GIVEN EXERCISE 1:
In the wildlife diary, what did one of the Keas at the van appear to be dedicated to doing?
GIVEN EXERCISE 2:
Name every introduced bird species that the wildlife diary lists among the most common species in New Zealand.

GIVEN TEXT:

※

For most of the month we’ve been on a wildlife-oriented tour of New Zealand. We were a party of six with a UK leader and a local guide. Our tour took in more than a dozen different parts of the country from a small island north of Auckland on North Island to Stewart Island off the southern tip of South Island. The scenery and wildlife were spectacular and we were blessed with good weather for the entire trip. New Zealand doesn’t have a particularly large bird list, but the majority of those birds are found only in New Zealand. Many species have been introduced by man, so it comes as something of a surprise to see Blackbirds, Chaffinches, Starlings and Goldfinches as some of the most common species. Because so much was new to us it’s difficult to pick out highlights, but I suppose they should include close encounters with four Sperm Whales on one boat trip into the south Pacific, views of Royal Albatrosses (3 metre wingspan), Giant Petrels and numerous other seabirds skimming the waves on other pelagic trips, and being entertained by the antics of mischievous Keas - mountain parrots found only on South Island. These birds are highly intelligent and unafraid of humans, so can sometimes be found around tourist car parks. We watched one that seemed to be dedicated to the task of dismantling the wiring of an external light on a van and another attempting to remove the rubber surround of a windscreen. Probably the best know family of birds of New Zealand are the Kiwis. They are generally nocturnal and shy birds, so quite difficult to see. There are five species and we managed to see two of them. For the first we had to stand around for more than 3 hours at a roadside in a forest while a ranger, knowledgeable in the ways of these rare birds, attempted to pinpoint the location of one and predict where it might show itself. Eventually it emerged from the undergrowth, scuttled across the road and bumped into the leg of one of our party (they have poor eyesight) before disappearing into the forest. The second one we found for ourselves on Stewart Island after our guide learnt that one was regularly seen near the church on the edge of town.
12th Oct. For a change of local scenery we took a short drive to walk the footpath beside Weethley Wood. We were rewarded with a prolonged view of two Red Kites hunting over an adjacent field and, at times, landing on the ground quite near to us.
15th Oct. During the Coughton cemetery maintenance weekend a Hedgehog was discovered under leaf litter by Dennis.
27th Oct. This sunny day brought the butterflies out and we saw two Red Admirals, a Tortoiseshell and a Small Copper feeding on a white-flowered shrub in Sambourne Park (St Josephs).
3rd Nov. A morning visit to the Upton Warren nature reserve seemed at first unlikely to yield much of interest. The water level at The Flashes was low and it appeared that some sort of dredging work was on-going. We finally tried the hide at the north end of The Flashes and almost immediately were treated to the sight of a Water Rail climbing the bank in front of us, before disappearing into the undergrowth. It’s always a treat to see these secretive but attractive birds. We subsequently moved on to The Moors part of the reserve where we found more species including some Little Egrets, Curlew, Reed Buntings and a variety of ducks (Pochard, Teal, Shoveler).

※

DATA LINES:
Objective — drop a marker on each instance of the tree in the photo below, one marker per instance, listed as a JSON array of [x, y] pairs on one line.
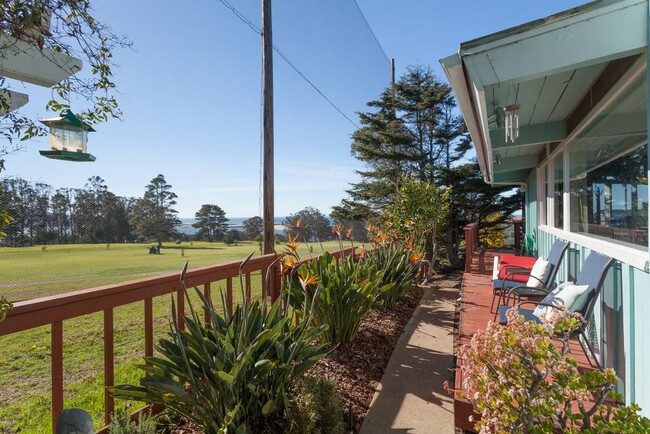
[[153, 215], [425, 206], [414, 130], [211, 221], [253, 228], [474, 201], [67, 27], [314, 225]]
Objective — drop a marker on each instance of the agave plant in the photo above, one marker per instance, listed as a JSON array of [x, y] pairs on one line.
[[233, 374], [335, 292], [399, 271]]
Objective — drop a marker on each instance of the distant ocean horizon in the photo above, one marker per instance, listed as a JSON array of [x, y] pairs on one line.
[[233, 222]]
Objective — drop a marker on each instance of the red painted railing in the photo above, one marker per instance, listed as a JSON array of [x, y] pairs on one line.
[[54, 310], [471, 243]]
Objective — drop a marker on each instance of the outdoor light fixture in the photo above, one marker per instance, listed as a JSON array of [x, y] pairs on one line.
[[68, 138], [511, 122]]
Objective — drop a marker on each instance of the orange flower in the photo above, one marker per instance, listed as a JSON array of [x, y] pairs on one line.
[[306, 279], [289, 261], [292, 245]]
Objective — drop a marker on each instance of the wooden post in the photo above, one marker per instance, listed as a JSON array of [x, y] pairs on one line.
[[267, 73]]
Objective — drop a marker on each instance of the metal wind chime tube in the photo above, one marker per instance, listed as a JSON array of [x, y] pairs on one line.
[[512, 123]]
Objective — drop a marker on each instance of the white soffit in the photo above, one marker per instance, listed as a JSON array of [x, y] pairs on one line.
[[23, 61], [13, 99]]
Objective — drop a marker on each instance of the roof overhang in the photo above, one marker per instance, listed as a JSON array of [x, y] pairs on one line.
[[547, 66], [24, 61]]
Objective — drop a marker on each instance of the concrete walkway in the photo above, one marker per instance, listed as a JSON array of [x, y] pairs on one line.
[[411, 397]]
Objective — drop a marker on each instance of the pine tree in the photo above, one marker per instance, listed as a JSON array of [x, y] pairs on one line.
[[212, 222], [414, 130], [153, 215]]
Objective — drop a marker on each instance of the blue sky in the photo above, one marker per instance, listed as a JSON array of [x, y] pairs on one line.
[[190, 93]]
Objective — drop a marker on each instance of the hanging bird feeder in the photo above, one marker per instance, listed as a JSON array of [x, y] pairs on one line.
[[68, 138]]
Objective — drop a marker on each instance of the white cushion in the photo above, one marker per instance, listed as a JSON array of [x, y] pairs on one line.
[[568, 294], [540, 271]]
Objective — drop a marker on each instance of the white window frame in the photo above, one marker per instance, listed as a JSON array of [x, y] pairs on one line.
[[635, 257]]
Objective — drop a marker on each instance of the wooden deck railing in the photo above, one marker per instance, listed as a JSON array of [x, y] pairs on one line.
[[471, 242], [54, 310]]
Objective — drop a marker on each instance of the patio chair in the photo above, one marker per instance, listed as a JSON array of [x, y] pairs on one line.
[[527, 283], [591, 278]]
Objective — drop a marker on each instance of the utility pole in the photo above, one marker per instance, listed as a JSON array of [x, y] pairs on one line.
[[267, 90]]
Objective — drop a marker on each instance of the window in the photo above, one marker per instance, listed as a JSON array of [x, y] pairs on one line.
[[609, 194]]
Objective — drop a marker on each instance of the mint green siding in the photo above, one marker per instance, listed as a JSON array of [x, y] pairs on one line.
[[622, 323]]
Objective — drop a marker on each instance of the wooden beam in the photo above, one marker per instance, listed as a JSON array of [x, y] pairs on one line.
[[514, 177], [516, 163], [267, 72], [603, 84], [546, 48], [530, 135]]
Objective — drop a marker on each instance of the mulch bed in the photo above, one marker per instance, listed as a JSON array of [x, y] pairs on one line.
[[357, 368]]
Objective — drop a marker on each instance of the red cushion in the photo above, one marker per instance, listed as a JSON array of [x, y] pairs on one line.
[[507, 261]]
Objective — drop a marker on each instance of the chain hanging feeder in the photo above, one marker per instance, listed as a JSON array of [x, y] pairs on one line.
[[68, 138]]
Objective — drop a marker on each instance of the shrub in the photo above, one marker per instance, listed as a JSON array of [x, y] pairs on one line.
[[316, 408], [232, 374], [520, 382], [336, 292], [121, 423], [398, 271]]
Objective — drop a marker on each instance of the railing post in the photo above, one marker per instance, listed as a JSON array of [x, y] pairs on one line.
[[109, 365], [229, 296], [469, 247], [517, 236], [208, 296], [148, 327], [57, 372]]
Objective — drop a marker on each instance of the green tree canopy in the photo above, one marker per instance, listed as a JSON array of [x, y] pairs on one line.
[[68, 27], [153, 216], [211, 221], [414, 129]]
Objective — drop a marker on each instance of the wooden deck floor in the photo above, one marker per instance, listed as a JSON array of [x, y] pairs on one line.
[[476, 298]]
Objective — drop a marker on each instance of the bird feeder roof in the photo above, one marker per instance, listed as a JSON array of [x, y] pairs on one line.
[[67, 118]]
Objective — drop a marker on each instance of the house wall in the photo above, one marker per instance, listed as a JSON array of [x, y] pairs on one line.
[[621, 320]]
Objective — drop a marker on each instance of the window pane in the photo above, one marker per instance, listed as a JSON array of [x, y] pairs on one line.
[[558, 190], [611, 201]]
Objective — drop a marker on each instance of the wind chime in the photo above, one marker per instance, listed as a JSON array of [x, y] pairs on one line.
[[512, 122]]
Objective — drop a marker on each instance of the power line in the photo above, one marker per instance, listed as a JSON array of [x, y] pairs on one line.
[[371, 31], [284, 57]]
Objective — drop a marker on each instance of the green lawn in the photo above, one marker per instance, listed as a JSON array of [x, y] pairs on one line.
[[34, 272]]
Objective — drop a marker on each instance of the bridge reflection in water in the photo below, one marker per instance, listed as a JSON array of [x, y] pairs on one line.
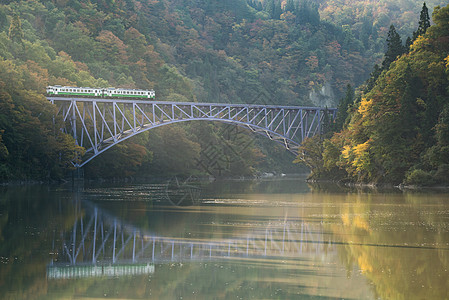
[[100, 244]]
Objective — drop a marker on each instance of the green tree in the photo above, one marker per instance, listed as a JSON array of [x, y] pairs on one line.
[[394, 48], [15, 29], [343, 108]]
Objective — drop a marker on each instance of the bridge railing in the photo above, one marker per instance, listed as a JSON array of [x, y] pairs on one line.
[[98, 124]]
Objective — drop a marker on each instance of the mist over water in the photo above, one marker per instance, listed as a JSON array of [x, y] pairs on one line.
[[183, 239]]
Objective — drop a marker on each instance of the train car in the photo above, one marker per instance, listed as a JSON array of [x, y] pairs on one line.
[[58, 90], [129, 93]]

※

FULL ANSWER 1:
It seemed dedicated to dismantling the wiring of an external light on the van.

FULL ANSWER 2:
Blackbirds, Chaffinches, Starlings, Goldfinches